WORK TO BE COMPLETED: Would you repeat the entries beneath, with nothing changed?

INPUT FOR THIS TASK:
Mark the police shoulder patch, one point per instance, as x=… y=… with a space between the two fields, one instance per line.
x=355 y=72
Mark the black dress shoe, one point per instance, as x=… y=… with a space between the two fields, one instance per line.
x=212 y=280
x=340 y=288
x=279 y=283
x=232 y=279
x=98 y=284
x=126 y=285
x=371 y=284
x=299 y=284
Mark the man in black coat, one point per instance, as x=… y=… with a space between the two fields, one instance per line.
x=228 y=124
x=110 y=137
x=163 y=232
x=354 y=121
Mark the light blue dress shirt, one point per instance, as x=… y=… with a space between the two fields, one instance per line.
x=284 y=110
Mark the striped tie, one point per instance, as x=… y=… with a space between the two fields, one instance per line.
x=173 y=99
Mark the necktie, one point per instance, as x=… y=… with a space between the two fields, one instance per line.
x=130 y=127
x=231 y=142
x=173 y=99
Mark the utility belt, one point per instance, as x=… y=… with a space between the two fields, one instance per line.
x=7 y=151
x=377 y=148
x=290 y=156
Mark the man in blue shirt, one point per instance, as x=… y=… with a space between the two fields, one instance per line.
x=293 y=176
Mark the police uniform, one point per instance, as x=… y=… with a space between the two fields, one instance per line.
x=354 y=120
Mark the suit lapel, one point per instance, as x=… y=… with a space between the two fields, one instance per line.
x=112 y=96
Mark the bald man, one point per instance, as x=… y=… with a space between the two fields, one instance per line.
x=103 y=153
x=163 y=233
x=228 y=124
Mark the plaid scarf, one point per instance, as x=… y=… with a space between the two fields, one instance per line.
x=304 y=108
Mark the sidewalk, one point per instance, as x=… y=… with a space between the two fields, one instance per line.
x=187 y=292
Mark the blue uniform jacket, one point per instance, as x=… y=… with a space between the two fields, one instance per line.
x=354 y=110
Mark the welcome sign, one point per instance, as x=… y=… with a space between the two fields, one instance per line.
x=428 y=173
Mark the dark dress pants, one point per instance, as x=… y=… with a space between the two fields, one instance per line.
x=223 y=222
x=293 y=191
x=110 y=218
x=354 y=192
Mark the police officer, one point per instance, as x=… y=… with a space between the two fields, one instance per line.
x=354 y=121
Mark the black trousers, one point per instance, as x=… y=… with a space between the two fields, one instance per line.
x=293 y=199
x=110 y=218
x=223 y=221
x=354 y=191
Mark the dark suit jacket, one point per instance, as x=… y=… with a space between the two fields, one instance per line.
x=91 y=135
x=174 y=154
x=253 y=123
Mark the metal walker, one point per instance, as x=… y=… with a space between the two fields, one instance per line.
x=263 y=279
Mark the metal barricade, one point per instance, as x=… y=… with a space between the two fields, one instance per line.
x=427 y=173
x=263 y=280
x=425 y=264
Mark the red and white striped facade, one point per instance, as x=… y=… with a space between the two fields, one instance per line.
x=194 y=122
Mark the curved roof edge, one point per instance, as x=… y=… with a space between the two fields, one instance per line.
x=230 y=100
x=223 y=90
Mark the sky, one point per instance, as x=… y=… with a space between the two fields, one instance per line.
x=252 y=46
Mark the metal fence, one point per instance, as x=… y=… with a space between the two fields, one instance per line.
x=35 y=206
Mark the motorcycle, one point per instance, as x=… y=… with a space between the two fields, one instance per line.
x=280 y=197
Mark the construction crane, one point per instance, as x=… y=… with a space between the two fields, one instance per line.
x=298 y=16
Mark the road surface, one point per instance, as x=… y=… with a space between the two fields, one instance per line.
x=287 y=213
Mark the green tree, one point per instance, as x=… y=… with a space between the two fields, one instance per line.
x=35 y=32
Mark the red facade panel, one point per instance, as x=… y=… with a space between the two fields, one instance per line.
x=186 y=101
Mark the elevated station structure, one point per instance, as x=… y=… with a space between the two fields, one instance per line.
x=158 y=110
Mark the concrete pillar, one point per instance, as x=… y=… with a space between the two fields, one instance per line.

RESPONSE FOR THIS EXERCISE:
Mark the police shoulder patch, one point per instance, as x=… y=… with a space between the two fields, one instance per line.
x=355 y=72
Mark the black dress shoe, one point per instance, as x=… y=… with a space between the two fields, one instance per line.
x=212 y=280
x=340 y=288
x=279 y=283
x=232 y=279
x=98 y=284
x=126 y=285
x=371 y=284
x=299 y=284
Mark the man in black coat, one point per instance, as x=… y=… with a space between the two fields, one instance per line.
x=228 y=124
x=110 y=137
x=163 y=232
x=354 y=121
Mark the light blue dress shirt, one point per instance, as x=… y=… with a space between the two fields, one instance per line.
x=284 y=110
Mark the striped tie, one point per instance, as x=… y=… with a space between the two fields, one instance per line.
x=173 y=99
Mark the necktie, one point per instance, as x=… y=… with a space between the two fields, one instance per line.
x=130 y=127
x=231 y=142
x=173 y=99
Mark the utility belt, one point per instance, as x=… y=… with a space between the two fields, one instance per line.
x=7 y=151
x=377 y=148
x=290 y=156
Mark the man in blue shirt, one point per instance, as x=… y=… with a space between the two fields, one instance per line.
x=293 y=176
Mark the police uniform, one point per instance, as x=… y=… with a space between the two fields, one instance per line.
x=354 y=120
Mark the suit lapel, one point per instance, as x=… y=… with a space between the two fields, one instance per line.
x=112 y=96
Mark the bald man, one point per instance, as x=… y=… with a space between the two fields, one instance per line.
x=103 y=153
x=163 y=233
x=228 y=124
Mark the plaid scarf, one point per instance, as x=… y=… with a space between the two fields, one instance per line.
x=304 y=108
Mark the sidewalk, one point per instance, as x=… y=… with a space between the two fields, one instance per line.
x=187 y=292
Mark the blue uniform jacket, one point per instance, as x=… y=… with a space between the two fields, one instance per line.
x=354 y=110
Mark the welcome sign, one point per instance, as x=… y=… with a space between the two fields, one instance per line.
x=428 y=173
Mark the dark dress pants, one point per instance, as x=… y=… with a space between the two fields, one instance per line.
x=223 y=222
x=293 y=191
x=110 y=218
x=354 y=192
Mark the police officer, one point per instance, as x=… y=… with a space between the two fields, one instance per line.
x=354 y=121
Mark the black trousers, one point per instance, as x=… y=… with a space between the two fields, one instance per line.
x=293 y=199
x=110 y=218
x=223 y=221
x=354 y=191
Mark the dark suit jacket, one point per instance, as x=… y=… with a space between the two fields, one instance per line.
x=91 y=135
x=174 y=154
x=253 y=123
Mark the metal walker, one point per instance, as x=… y=… with a space between the two fields, one instance per line.
x=263 y=279
Mark the metal barricade, one point per instance, as x=… y=… with a space between the two fields, one instance per line.
x=427 y=173
x=263 y=280
x=425 y=264
Mark the red and white striped facade, one point per instance, as x=… y=… with a space between the two fields, one instance per line.
x=194 y=122
Mark the curved roof edge, one point per instance, as x=… y=… with a space between the two fields, one instance per line.
x=230 y=100
x=223 y=90
Mark the sky, one point per instance, as x=… y=… with a space between the two fields, one instance per line.
x=252 y=46
Mark the metal fence, one point per instance, as x=… y=… with a space between the two fields, one instance per line.
x=35 y=206
Mark the motorcycle, one point per instance, as x=… y=… with a space between the two fields, one instance per line.
x=280 y=197
Mark the construction crane, one point per instance, as x=… y=… with a space between the two fields, one instance per line.
x=298 y=16
Mark the road surface, one point per instance, as x=… y=… with a space between the two fields, one instance per line.
x=287 y=213
Mark the green tree, one point per instance, as x=… y=… with a space between the two fields, one instance per line.
x=35 y=32
Mark the red facade panel, one point per instance, as x=… y=… with a space between the two fields, one instance per line.
x=186 y=101
Mark the elevated station structure, one point per instance, as x=… y=… with a space between the two fields, one instance per line.
x=158 y=110
Mark the concrete pillar, one point per instance, as x=… y=… with a space between the two fields, one instance per line.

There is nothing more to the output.